-------- ENTRIES SHOWN

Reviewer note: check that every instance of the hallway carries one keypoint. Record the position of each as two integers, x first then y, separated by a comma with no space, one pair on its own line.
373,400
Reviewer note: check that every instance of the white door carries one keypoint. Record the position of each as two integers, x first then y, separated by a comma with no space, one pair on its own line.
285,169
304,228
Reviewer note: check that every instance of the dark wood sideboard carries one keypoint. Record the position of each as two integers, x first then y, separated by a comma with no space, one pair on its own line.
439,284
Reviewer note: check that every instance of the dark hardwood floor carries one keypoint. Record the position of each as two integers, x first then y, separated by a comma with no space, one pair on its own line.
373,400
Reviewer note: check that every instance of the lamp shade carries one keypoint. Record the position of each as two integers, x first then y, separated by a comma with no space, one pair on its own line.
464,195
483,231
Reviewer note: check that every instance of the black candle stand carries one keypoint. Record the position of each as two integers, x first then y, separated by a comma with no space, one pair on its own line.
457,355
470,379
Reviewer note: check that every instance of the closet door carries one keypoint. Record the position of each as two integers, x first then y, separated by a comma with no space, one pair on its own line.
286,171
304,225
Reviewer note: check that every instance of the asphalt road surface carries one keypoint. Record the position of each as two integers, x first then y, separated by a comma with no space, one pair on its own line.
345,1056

----------------

[STATED EXERCISE]
Your task is to transcribe the line containing "Reviewer note: check that every instance of the black" and every line after it, through the last line of the data, exactly as written and with nothing more.

[WRITTEN ANSWER]
Reviewer note: check that every instance of the black candle stand carries one keypoint. Record the position of each as two integers, x first then y, separated by a comma with no space, one pair on its own line.
457,355
470,379
Reviewer note: check that every instance of the closet door carries one keypoint. Record the position of each as two integers, x first then y, separated by a comma with no space, one pair on its own line.
286,171
304,225
Reviewer note: check that every instance of the asphalt road surface carries one keypoint. Record the position of each as two integers, x first then y, separated by a comma with no space, one pair on its own line.
345,1056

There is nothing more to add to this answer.